## RECORDS FOR THE EXERCISE
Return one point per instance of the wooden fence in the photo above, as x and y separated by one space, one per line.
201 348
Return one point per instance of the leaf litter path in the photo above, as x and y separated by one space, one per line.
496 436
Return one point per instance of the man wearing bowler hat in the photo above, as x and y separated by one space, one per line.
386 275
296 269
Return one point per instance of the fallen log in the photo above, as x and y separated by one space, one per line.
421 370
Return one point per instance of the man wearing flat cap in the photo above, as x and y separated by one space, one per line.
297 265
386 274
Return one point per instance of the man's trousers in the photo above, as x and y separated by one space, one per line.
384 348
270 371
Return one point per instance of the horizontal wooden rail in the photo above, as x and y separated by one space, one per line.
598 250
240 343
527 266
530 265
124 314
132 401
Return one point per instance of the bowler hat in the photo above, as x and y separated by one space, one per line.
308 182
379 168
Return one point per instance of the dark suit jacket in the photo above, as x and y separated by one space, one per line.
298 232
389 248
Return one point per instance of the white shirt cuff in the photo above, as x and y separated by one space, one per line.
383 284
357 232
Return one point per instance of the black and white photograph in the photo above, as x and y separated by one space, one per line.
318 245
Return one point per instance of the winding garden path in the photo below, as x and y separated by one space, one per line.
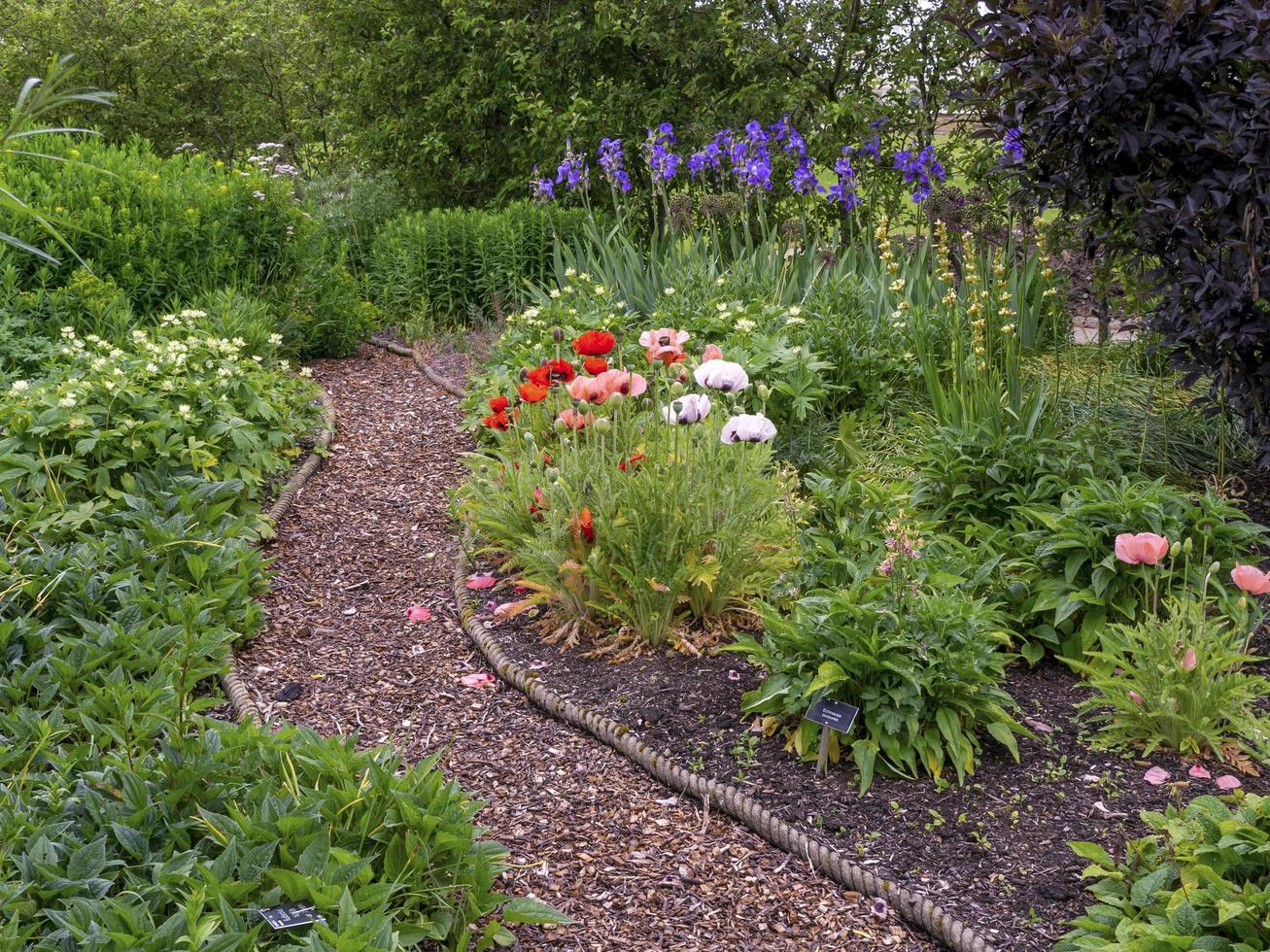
637 867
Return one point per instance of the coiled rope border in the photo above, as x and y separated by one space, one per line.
244 707
912 906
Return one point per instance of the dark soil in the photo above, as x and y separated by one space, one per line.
993 852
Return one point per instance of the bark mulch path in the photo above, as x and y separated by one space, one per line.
594 835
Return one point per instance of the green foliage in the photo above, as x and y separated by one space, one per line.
687 530
1080 587
1178 682
923 663
223 77
1198 881
128 576
445 265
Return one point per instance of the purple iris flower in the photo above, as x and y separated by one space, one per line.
610 157
844 190
573 170
1013 146
661 160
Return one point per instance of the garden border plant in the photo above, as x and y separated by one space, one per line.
910 906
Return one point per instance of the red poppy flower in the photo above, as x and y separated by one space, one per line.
498 421
561 371
532 392
583 526
595 343
633 462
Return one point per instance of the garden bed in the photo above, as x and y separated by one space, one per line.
995 851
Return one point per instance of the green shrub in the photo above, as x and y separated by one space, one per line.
1198 882
446 264
1080 586
1178 682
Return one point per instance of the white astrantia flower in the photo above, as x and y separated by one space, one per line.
690 408
748 428
722 375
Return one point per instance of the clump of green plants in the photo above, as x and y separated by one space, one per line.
1178 682
446 264
634 504
1080 586
919 657
1196 881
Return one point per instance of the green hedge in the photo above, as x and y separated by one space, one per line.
153 235
446 264
128 819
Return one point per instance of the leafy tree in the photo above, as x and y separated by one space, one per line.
1150 119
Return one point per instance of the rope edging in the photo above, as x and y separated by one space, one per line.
240 699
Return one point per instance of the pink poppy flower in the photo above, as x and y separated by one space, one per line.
1143 549
575 421
624 382
1156 776
1252 579
588 390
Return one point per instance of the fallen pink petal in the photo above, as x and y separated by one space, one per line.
1156 776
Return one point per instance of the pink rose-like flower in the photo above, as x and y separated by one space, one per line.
588 390
1252 579
1143 549
722 375
1156 776
625 382
747 428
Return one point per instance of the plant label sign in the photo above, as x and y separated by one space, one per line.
291 915
832 716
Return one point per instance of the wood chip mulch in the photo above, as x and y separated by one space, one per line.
635 865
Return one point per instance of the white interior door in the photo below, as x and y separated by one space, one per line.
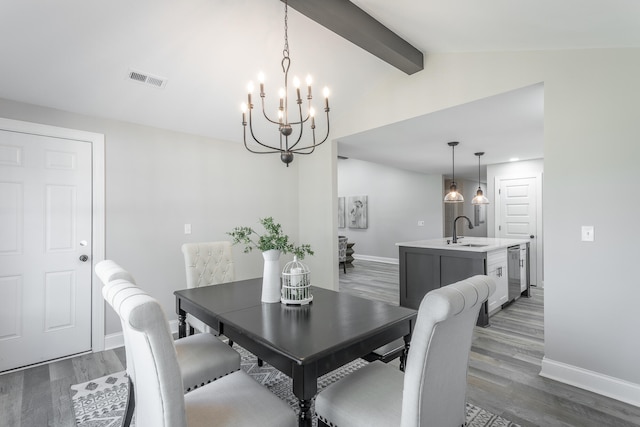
45 232
517 216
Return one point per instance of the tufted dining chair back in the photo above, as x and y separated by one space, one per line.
207 263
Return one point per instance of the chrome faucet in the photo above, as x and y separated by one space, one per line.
454 235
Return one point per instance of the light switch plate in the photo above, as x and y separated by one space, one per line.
587 233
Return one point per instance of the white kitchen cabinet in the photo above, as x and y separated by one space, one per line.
497 270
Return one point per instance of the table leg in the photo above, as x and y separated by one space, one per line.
305 413
182 324
405 352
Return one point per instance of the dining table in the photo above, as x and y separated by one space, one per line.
303 342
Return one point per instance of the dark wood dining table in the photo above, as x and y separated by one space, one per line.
303 342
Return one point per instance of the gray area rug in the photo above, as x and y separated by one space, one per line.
101 402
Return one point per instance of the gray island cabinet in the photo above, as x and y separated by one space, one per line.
429 264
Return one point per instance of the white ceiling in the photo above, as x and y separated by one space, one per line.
75 55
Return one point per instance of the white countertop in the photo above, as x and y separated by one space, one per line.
478 244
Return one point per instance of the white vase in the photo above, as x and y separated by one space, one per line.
271 276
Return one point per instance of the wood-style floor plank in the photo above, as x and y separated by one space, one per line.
505 362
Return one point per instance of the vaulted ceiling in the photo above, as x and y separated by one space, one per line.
76 55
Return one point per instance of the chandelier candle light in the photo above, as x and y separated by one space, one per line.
289 143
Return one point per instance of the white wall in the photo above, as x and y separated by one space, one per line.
397 200
591 135
157 181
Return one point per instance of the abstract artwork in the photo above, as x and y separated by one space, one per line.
357 211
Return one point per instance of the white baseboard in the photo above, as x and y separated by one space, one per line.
605 385
112 341
376 259
116 340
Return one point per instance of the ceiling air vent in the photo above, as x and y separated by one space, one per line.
148 79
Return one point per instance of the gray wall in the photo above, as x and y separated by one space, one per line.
397 201
591 135
157 180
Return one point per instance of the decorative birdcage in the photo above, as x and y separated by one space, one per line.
296 283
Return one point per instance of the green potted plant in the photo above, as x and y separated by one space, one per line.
272 239
272 243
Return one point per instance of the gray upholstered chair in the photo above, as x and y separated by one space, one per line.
234 400
432 389
342 252
202 358
207 263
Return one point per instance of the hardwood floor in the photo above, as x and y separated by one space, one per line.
505 362
503 370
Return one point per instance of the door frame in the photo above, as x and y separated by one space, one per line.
539 223
97 209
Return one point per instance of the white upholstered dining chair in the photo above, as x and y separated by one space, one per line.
433 387
207 263
202 358
234 400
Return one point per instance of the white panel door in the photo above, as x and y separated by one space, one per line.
518 215
45 229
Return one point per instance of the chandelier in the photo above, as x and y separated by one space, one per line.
290 124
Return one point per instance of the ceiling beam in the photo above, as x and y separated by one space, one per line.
354 24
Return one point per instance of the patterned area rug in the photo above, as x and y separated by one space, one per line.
101 402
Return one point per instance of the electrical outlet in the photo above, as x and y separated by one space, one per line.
587 233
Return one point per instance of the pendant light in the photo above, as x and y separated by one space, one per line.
479 199
453 196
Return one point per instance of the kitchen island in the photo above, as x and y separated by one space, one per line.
429 264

## PROBLEM REQUIREMENTS
Leave out the pictures and print each record exactly as it stands.

## ANSWER TO THIS TASK
Return one point per instance of the wooden fence in the photo above, as x and y separated by one space, one per line.
201 348
Return one point per instance of the leaf litter path in the photo above, as x and y separated by one space, one per line.
496 436
Return one point per instance of the man wearing bowler hat in the photo above, as x and y separated by one space, one per line.
386 275
296 269
Return one point per instance of the fallen log in the photo above, as x and y separated by one space, one per line.
421 370
Return one point per instance of the man wearing flat cap in the photo above, as x and y separated by one space, one per line.
297 265
386 274
Return one point per instance of the man's trousers in the photo above, as x and y separated by one space, one per line.
384 348
270 371
Return one point per instance of the horizontal wooden rail in the photo above, as x and y separated by one space, one per line.
598 250
240 343
527 266
530 265
124 314
132 401
Return one point per instance of the bowler hat in the photo above, as x and y separated by one space, one per line.
308 182
379 168
Return one point per instance of the dark suit jacket in the photo above, as x and y separated by one space, one per line.
298 232
389 248
Return one point per instance of the white shirt cuff in the photo above, as x and y separated by one space, one per line.
383 284
357 232
Return one point per instance of the black and white photograph in the photo above, as x and y separated by one space, one per line.
318 245
Return one point per instance of the winding garden path in the photo below, as x and y separated by one space, one per line.
637 867
Return one point per instance of the coiled rope border in the photo above, as x and y separated by one space, one per line.
244 707
912 906
Return one point per instance of the dark soil in the photo above, as x and y separated by one space, one per line.
993 852
Return one point per instance of the bark mulch path in the photo above, as x and y separated by one space, one per line.
594 835
Return one point per instance of the green foliage in the photo above, as x and y separated by one space, one per line.
687 530
1080 587
1178 682
923 663
223 77
1198 881
128 576
445 265
Return one point per instance of the purple iris flower in the photo above, as x and y separated by one space, one per line.
610 157
844 190
573 170
1013 146
661 160
Return one point per instance of the garden border plant in the photo above, as x and y separated by one space, one per line.
910 906
Return one point per instance of the red poppy flower in the photo above, as x and y separated by one space, one per line.
498 421
561 371
532 392
583 526
595 343
633 462
Return one point per instance of the garden bed in the photo above, as x and y separated by one space, one per line.
995 851
Return one point per instance of the green shrub in the photo above, as x and y separated by one space, one per line.
1198 882
446 264
1080 586
1178 682
Return one point per instance of the white astrantia flower in the photo above, as x and y separated by one space, one per line.
690 408
748 428
722 375
Return one point per instance of the clump of green plants in the photo above, as x and y separated by one space, one per line.
1178 682
446 264
634 504
1080 586
919 657
1196 881
Return one point per instance of the green hedge in the photo above, as x and y separated by one space, one per line.
153 235
446 264
128 819
Return one point per instance of the leafy tree in the photo above, as x and y separated by one space, one per line.
1150 119
Return one point per instance of the rope edging in the photo above, as x and y separated by one space, one per line.
240 699
Return one point per instance of the pink poppy flower in the photo above, as x and y separated by one space, one per line.
1143 549
575 421
624 382
1156 776
1252 579
588 390
Return one point per instance of the fallen pink petal in the photo above, as x and y separated by one space, one per line.
1156 776
Return one point per instance of the pink rose-like flower in the photo above, as x and y separated by one space, one per line.
588 390
1252 579
1143 549
722 375
1156 776
625 382
747 428
Return one point per instance of the plant label sign in the photo above, as x and y separated by one space, one per line.
291 915
832 716
Return one point per instance of the wood chip mulch in the photo above, as x and y separated by one space, one per line.
635 865
Return one point per instance of the white interior door in the photo below, as x and y separated by one space, one per line.
45 232
517 216
Return one point per instance of the tufted dining chair back in the photo above, as x and y separated by one space, one per line.
207 263
Return one point per instance of the chrome faucet in the photo above, as x and y separated by one space, one per line.
454 235
Return one point per instance of the light switch plate in the photo above, as x and y separated by one space, one per line.
587 233
Return one point per instance of the white kitchen cabinet in the photo above, as x and y separated by one space, one per line.
497 270
Return one point per instance of the table leg in the photo above, as x and y separated by one space, one per line.
305 413
182 324
405 352
Return one point per instance of the dining table in the photo above, as x and y separated by one space, one per line.
303 342
Return one point per instance of the dark wood dining table in the photo above, as x and y separated by one space, one per line.
303 342
Return one point per instance of the gray area rug in the photo above, as x and y separated by one space, one per line.
101 402
Return one point per instance of the gray island cabinet in the photo above, as x and y separated by one space, one per line.
429 264
Return one point per instance of the white ceiling in the photo above, as x and y separated by one space, one per line.
75 55
Return one point per instance of the white countertop in the photo above, as x and y separated by one space, one per line.
478 244
Return one point per instance of the white vase in the photo above, as x and y separated by one space, one per line.
271 276
Return one point per instance of the wood-style floor plank in the photo above, as x and y separated by one space, one per line.
505 362
Return one point per instance of the vaulted ceiling in the photo above, as x and y separated by one space, one per line.
76 55
Return one point per instance of the chandelier candle light in the photo above, as x and y separated by one space, one per line.
289 143
Return one point per instance of the white wall in the photo above, as x and y separated by one space, one per line.
397 200
591 135
157 181
Return one point per instance of the abstract artwork in the photo above, as x and y separated by one space, one per line.
357 211
Return one point per instance of the white baseboard in the photo above, as x and y separated by one space, one per line.
605 385
112 341
376 259
116 340
Return one point per instance of the ceiling air vent in the photo above, as x and y separated by one space, one per line.
148 79
Return one point per instance of the gray wall in the photo above, as x and y separated by one space, one per line.
397 201
591 135
157 180
Return one point per instance of the decorative birdcage in the photo above, as x and y separated by one space, one per line.
296 283
Return one point per instance of the green potted plant in the photo above, as x and y separated by one space, one per line.
272 239
272 243
Return one point per instance of the gray upholstered chair in the photo above, as x and y separated by one space, one per line.
234 400
432 389
342 252
202 358
207 263
Return one point per instance of the hardwood floor in the photo above, as x and y separated by one space, one per line.
505 362
503 370
Return one point per instance of the door frame in the photo above, as x and y separated by one space, one per line.
539 223
97 209
Return one point per instance of the white upholstered dining chair in the photo above, as x and y separated by one space, one per line.
433 387
207 263
202 358
234 400
Return one point per instance of the white panel door in the photo above, as x and y separated by one space, one per line.
518 215
45 229
Return one point per instance of the chandelier in the photo above, as x and y separated by one space, one per line.
290 124
Return one point per instance of the ceiling beam in the photo above, as x and y separated by one space, one per line.
354 24
Return one point per instance of the patterned area rug in the photo above, as x and y separated by one space, one per line.
101 402
Return one point per instance of the electrical outlet in the photo above, as x and y separated by one space, one per line.
587 233
Return one point per instance of the pendant light in the photo above, as x and y separated by one space, one per line.
479 199
453 196
Return one point per instance of the kitchen island in the photo above, as x and y separated by one space, one per line.
429 264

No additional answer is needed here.